**What you will do**
Extract each line of the rows below that contains the string "positive".

----------

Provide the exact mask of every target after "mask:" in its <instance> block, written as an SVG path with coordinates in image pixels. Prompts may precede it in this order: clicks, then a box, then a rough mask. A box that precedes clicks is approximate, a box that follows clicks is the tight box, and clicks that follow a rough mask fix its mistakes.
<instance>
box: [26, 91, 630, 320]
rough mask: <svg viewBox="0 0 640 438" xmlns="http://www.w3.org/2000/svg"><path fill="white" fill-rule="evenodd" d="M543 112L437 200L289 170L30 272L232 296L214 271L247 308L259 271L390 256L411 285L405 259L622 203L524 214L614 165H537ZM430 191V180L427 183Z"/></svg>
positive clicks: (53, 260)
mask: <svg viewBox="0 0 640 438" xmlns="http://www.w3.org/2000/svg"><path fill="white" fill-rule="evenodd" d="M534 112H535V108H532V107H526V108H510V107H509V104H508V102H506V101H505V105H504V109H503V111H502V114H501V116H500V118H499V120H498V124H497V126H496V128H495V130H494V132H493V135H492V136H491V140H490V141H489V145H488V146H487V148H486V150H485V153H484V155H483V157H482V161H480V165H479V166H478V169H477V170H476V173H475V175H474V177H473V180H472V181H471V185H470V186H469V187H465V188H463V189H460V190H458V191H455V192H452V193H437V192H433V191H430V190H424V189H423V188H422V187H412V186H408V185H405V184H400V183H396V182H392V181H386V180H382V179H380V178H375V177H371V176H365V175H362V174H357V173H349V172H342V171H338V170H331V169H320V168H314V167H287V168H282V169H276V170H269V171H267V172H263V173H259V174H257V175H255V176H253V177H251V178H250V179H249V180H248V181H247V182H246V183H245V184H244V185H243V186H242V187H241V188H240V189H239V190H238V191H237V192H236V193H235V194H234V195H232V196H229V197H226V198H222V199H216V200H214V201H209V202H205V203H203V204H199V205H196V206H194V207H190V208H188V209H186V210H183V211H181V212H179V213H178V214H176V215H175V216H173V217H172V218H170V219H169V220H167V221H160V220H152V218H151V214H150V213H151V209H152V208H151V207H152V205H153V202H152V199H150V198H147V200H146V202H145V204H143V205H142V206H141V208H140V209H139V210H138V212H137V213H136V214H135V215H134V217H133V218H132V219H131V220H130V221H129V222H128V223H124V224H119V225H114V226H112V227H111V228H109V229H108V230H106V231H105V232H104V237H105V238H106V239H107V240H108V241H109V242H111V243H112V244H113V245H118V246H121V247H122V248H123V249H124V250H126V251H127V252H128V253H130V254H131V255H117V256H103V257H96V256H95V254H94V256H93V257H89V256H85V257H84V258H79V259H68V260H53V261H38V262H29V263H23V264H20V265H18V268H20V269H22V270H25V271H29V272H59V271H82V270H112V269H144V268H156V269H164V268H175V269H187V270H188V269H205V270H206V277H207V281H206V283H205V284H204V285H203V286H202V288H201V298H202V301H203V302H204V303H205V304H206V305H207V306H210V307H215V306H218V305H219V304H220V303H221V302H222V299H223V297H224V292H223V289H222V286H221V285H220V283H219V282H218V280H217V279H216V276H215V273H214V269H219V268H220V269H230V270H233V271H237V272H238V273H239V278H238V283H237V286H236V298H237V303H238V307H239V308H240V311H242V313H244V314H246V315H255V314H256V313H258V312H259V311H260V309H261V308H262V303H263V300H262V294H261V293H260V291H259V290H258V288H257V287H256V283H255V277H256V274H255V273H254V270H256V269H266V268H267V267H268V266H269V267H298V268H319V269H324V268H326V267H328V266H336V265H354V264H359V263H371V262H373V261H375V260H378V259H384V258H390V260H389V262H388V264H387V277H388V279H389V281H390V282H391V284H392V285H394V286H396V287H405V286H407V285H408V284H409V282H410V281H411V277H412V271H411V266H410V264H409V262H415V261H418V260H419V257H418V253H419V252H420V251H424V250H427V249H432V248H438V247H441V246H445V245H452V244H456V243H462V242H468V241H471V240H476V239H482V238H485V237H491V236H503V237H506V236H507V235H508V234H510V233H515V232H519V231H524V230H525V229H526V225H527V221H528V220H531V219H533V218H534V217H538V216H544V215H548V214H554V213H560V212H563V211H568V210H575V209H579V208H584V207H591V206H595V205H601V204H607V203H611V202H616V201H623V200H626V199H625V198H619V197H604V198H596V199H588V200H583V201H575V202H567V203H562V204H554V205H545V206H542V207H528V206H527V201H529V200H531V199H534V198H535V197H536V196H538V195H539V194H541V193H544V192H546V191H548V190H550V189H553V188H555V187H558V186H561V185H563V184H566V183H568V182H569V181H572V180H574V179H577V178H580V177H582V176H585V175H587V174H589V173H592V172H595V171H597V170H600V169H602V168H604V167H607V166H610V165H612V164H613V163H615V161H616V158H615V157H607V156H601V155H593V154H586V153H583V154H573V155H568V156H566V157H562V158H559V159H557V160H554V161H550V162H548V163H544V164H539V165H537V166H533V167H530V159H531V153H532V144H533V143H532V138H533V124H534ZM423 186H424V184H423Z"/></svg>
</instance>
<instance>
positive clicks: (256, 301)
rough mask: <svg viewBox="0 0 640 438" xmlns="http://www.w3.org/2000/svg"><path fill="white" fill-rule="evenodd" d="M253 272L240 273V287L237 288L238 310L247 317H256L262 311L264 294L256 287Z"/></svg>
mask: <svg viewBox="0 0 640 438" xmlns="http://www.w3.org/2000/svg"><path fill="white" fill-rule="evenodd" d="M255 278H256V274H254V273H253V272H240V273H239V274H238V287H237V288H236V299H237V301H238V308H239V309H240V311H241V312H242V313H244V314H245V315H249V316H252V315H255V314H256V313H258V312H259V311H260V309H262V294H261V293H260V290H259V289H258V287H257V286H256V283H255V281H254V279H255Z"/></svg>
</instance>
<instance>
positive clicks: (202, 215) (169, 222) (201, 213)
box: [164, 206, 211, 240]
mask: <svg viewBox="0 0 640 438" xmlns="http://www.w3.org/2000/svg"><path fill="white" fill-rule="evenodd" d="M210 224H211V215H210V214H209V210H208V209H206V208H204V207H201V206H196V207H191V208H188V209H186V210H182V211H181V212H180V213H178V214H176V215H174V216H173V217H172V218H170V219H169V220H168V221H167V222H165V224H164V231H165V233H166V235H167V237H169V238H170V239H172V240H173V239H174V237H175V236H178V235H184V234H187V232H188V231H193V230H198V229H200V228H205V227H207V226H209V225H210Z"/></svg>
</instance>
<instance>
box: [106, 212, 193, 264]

----------

**Solved problem**
positive clicks: (53, 260)
positive clicks: (256, 301)
positive clicks: (202, 215) (169, 222) (201, 213)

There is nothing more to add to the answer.